## Instruction:
Rewrite the material below, substituting "Mark" for every occurrence of "Point out" and leaving everything else unchanged.
====
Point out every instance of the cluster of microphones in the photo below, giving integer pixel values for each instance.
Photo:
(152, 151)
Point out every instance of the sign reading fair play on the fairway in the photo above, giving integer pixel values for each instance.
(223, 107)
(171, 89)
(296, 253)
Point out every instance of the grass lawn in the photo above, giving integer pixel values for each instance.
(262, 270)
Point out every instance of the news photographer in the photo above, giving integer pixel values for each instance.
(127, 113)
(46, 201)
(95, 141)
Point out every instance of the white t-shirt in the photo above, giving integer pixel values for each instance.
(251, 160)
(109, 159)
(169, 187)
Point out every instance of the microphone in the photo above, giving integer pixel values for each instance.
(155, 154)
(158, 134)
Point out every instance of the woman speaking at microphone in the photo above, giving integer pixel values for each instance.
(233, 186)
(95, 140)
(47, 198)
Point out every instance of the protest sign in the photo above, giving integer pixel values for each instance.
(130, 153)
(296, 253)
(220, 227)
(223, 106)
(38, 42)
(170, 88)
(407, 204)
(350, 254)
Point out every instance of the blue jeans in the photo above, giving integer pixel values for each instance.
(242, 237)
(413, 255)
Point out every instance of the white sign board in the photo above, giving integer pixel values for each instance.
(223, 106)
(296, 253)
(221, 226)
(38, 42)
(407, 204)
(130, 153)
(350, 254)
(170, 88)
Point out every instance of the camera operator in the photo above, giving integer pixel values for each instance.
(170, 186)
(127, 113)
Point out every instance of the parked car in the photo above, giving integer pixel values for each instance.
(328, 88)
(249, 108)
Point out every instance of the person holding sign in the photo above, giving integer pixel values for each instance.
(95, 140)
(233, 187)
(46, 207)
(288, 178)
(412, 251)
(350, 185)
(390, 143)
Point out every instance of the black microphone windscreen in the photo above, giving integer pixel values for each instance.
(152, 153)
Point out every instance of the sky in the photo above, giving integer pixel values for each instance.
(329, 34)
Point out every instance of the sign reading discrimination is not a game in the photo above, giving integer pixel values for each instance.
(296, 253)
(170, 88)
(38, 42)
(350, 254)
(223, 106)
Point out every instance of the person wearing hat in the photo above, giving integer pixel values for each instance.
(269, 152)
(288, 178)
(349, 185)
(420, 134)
====
## The output:
Mark every instance of the cluster of microphones in the photo below, giving integer pixel values for each instance.
Photo:
(152, 151)
Mark every instance of the sign reading fair play on the fairway in the photo above, giving integer pixel values for each instance.
(223, 107)
(171, 89)
(296, 253)
Mark every instance of the grass lawn in the photo above, giving integer pixel values for each instance.
(262, 270)
Mark every instance of the news photographer in the photo above, giving integer pixel values for each instance.
(127, 113)
(46, 201)
(95, 141)
Mark every instance of the white t-shirt in the photo above, giving integer pixel values for each instance.
(251, 160)
(109, 159)
(169, 187)
Mark every instance of the microphone in the photo above, giving integer pixel values for each instance.
(155, 154)
(158, 134)
Mark every instance of the woman speaking at microphone in the photo above, giving integer pixel values for each instance.
(233, 186)
(95, 140)
(47, 198)
Mark every instance of the protest sign in the photo above, giving integer pixel values for each instance.
(130, 153)
(296, 253)
(220, 227)
(223, 106)
(38, 42)
(170, 88)
(407, 204)
(350, 254)
Mark every instance of the blue jeans in the photo above, giving integer pixel values for each instance.
(242, 237)
(413, 255)
Mark every instance of the white sign board in the photo above, giving integer pixel values for each instance.
(223, 106)
(296, 253)
(221, 226)
(38, 42)
(407, 204)
(130, 153)
(350, 254)
(170, 88)
Mark every instance of the camera operator in the photo above, giving integer pixel values for each instance.
(170, 186)
(127, 113)
Mark every instance of the parked car in the photo above, giving integer pixel values for each instance.
(328, 88)
(249, 108)
Mark every instance of the person holding sign in the photo above, giving integer pixel values for each instance.
(95, 140)
(233, 187)
(46, 207)
(288, 178)
(412, 251)
(350, 185)
(390, 143)
Mark every instance of the black microphone windscreen in the photo above, giving integer pixel values for each instance.
(152, 153)
Mark every instance of the sky in the photo above, giving integer pixel values for each instance.
(329, 34)
Mark every instance of the sign reading discrimination is not a game in the photo above, giving integer pixel values for each instance.
(296, 253)
(170, 88)
(38, 42)
(350, 254)
(223, 106)
Mark every instance of the person wearing hat in the photo above, giving integer pixel values for each instance.
(269, 152)
(288, 178)
(349, 185)
(420, 134)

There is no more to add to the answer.